══ DATA FOR THE TASK

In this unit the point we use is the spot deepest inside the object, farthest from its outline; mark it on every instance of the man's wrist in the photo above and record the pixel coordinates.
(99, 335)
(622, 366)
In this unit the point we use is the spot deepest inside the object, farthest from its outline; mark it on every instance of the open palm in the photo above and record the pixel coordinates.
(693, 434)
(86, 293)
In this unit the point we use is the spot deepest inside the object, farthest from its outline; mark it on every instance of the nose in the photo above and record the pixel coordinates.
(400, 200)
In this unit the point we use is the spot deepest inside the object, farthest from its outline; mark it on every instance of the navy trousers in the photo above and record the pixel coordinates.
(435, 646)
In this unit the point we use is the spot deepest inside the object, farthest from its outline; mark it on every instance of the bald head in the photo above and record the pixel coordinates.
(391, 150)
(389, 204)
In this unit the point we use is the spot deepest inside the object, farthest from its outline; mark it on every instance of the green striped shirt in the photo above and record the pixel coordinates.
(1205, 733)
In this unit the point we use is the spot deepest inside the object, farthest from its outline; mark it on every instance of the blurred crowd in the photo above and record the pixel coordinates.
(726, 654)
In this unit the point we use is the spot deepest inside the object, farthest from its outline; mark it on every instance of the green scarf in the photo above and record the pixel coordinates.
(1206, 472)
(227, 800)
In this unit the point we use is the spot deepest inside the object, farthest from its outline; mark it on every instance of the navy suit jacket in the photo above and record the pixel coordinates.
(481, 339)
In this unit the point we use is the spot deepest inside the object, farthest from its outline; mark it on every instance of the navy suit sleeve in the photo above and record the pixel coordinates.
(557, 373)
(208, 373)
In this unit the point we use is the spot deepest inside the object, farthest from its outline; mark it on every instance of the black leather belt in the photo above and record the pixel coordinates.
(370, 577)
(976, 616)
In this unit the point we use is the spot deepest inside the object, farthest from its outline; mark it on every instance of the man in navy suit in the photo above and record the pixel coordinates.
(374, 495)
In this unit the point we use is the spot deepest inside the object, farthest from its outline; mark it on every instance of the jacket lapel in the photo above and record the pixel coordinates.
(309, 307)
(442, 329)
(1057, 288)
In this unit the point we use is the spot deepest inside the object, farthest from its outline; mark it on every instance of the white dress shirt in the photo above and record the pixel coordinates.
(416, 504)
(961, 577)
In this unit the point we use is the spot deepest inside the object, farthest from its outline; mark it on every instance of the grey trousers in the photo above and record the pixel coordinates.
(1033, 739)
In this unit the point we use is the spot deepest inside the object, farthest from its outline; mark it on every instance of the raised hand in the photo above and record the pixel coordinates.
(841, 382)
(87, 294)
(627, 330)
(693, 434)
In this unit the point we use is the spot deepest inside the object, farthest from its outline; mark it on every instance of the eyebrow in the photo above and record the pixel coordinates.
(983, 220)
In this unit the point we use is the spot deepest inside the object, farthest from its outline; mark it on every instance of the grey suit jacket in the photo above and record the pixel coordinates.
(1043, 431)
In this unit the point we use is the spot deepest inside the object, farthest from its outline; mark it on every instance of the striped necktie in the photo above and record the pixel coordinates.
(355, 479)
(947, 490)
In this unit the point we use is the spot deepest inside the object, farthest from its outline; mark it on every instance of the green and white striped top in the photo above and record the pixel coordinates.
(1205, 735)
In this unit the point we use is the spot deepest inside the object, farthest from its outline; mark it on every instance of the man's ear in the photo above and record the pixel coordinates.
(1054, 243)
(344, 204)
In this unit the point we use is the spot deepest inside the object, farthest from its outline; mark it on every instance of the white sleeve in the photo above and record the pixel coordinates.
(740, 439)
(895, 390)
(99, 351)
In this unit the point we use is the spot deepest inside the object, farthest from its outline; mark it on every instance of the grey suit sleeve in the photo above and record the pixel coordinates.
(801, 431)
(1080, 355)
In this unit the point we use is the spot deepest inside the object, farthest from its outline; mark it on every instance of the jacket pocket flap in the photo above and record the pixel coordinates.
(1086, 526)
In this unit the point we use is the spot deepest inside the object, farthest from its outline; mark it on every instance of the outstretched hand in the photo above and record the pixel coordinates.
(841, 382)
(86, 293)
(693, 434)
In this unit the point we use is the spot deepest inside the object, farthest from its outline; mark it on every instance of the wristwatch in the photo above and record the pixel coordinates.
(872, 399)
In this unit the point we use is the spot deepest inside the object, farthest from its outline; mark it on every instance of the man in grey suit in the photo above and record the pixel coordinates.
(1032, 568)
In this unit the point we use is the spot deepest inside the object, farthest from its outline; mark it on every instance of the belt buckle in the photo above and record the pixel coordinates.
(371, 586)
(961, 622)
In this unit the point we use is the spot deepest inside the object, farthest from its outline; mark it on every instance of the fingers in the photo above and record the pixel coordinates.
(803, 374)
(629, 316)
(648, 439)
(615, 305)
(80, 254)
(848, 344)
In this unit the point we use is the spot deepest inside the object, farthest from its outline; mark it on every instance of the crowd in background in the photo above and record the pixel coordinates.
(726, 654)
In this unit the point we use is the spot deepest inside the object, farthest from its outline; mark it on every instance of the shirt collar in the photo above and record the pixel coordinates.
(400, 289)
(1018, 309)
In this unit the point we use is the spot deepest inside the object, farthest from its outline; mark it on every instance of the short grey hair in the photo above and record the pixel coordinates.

════

§ WHAT YOU SHOULD DO:
Every record should be retyped so that it matches the original exactly.

§ WRITTEN ANSWER:
In this unit the point we use is the spot deepest inside the object, farthest from its outline; mark it on every instance of the man's wrist in the photo above and record the pixel coordinates.
(99, 335)
(622, 366)
In this unit the point we use is the spot deepest inside the object, farthest from its outline; mark it on every instance of the open palm in the photo above and record the pixel coordinates.
(693, 434)
(86, 293)
In this unit the point we use is the spot deepest inside the object, farthest from its outline; mark it on every instance of the nose in the photo above and record the pixel coordinates.
(400, 200)
In this unit the point we use is the spot deepest inside the object, farthest from its outline; mark it on every instance of the navy trousers in the photo above and record the pixel coordinates.
(435, 646)
In this unit the point we use is the spot deepest inside the object, farthest from its outline; mark it on every instance of the bald head in the photo above and record the pixel coordinates.
(391, 150)
(389, 204)
In this unit the point we use is the spot deepest inside the object, farthest from its outline; mark it on every instance of the green striped shirt in the photo above and record the pixel coordinates.
(1205, 733)
In this unit the point we use is the spot deepest inside the object, farthest from its outline; mark it on every instance of the blurred crowd in the photo above and record the pixel coordinates.
(726, 654)
In this unit the point we use is the spot deepest inside the object, farthest from its outline; mark it on every instance of the green scarf in the photo above and record the pixel coordinates.
(1206, 472)
(227, 800)
In this unit the point we use is the spot deepest inside the object, farthest from its outline; mark it on every instance of the navy suit jacket in the photo above and record the pixel coordinates.
(481, 339)
In this unit the point we use is the spot deepest inside the object, farthest from its outline; mark it on every instance of the navy suit sleeve in the photo above and record the pixel coordinates.
(557, 373)
(208, 373)
In this unit the point we use is the spot deepest inside the object, farthest from its outline; mark it on every instance of the black leather belt in the photo above and record the pixel coordinates.
(370, 577)
(976, 616)
In this unit the point we use is the spot deepest inside the object, farthest from its outline; mark it on every instance of the man in navy suit in the photo above and record the pixel coordinates.
(374, 495)
In this unit the point we use is the spot deepest inside the object, farthest from its outline; mark it on every instance of the jacket lapel in the photo above and record the pixel coordinates.
(309, 307)
(442, 329)
(1057, 288)
In this unit the point we use is the spot deepest inside the object, farthest from its outline; mark it on every instance of the white dress shirt in the photo above and record the pixel coordinates.
(416, 504)
(961, 577)
In this unit the point we use is the spot deepest inside the object, farthest from its outline; mark it on every instance of the grey trousers in the photo above and record the pixel coordinates.
(1033, 739)
In this unit the point we use is the spot deepest inside the object, farthest from its outline; mark it on every instance of the raised hand in the photo above and record the pixel coordinates.
(841, 382)
(87, 294)
(627, 330)
(693, 434)
In this unit the point we use is the spot deepest inside the object, farthest from its outline; mark it on every instance of the eyebrow in the photo above and record the pixel coordinates.
(983, 220)
In this unit the point we use is the spot deepest inside the object, farthest from its outline; mark it on every instance of the grey suit jacket in the photo above and record the pixel coordinates.
(1043, 431)
In this unit the point we use is the spot deepest inside the object, farthest from its outline; mark it on every instance of the striped necktie in the photo above and record the pixel coordinates.
(355, 479)
(947, 490)
In this unit the point we use is the spot deepest inside the object, farthest from its outline; mark it on every instance of the green and white striped top in the photo above and record the pixel coordinates.
(1205, 735)
In this unit the point we use is the spot deepest inside the object, farthest from its outline; mark it on every instance of the man's ear in the photo above and record the pixel coordinates.
(1054, 243)
(344, 204)
In this unit the point we use is the spot deepest inside the object, farthest from its outline; mark it on every instance of the white sleeve in the photo above and record the pixel coordinates.
(740, 439)
(895, 390)
(99, 351)
In this unit the point we use is the spot deepest inside the object, farthest from its outline; mark it on every instance of the grey suit sleeve in the photo above and record the pixel coordinates.
(801, 431)
(1080, 355)
In this unit the point we use is the spot deepest inside the object, farthest from its outline; mark it on every instance of the jacket pocket flap in the photo above and record the pixel coordinates.
(1086, 526)
In this unit the point we use is the spot deepest inside the object, farthest from its outline; mark it on every instance of the outstretched hand in the photo above and record the pixel coordinates.
(841, 382)
(86, 293)
(693, 434)
In this unit the point we use is the spot deepest inside the object, farthest from its outline; mark it on every instance of the wristwatch in the photo above and record the pixel coordinates.
(872, 399)
In this unit the point we use is the spot deepest inside the object, farthest from its outline; mark it on every instance of the man in grey suit in the photo above and record the pixel coordinates.
(1032, 568)
In this unit the point we use is the spot deepest inside the object, farthest from its outline; mark it on every instance of the belt buckle in the photo above and record the pixel coordinates.
(371, 586)
(961, 622)
In this unit the point we use is the spot deepest inside the object, farthest from its outline; mark it on every instance of the fingers in the photo above and record the pixel coordinates.
(803, 374)
(629, 316)
(648, 439)
(615, 305)
(80, 254)
(848, 344)
In this unit the point we use is the spot deepest inside the object, farthest from its outline; mark it on every instance of the crowd in background in the photo above and record the pixel coordinates.
(726, 654)
In this unit the point we use is the spot deepest inside the object, farthest from its outline; mark it on every instance of the shirt collar in the photo above and record the pixel coordinates.
(400, 289)
(1018, 309)
In this unit the point we use is the spot deepest inside the object, farthest from its outline; mark it on every instance of the short grey hair in the photo above and record the pixel coordinates.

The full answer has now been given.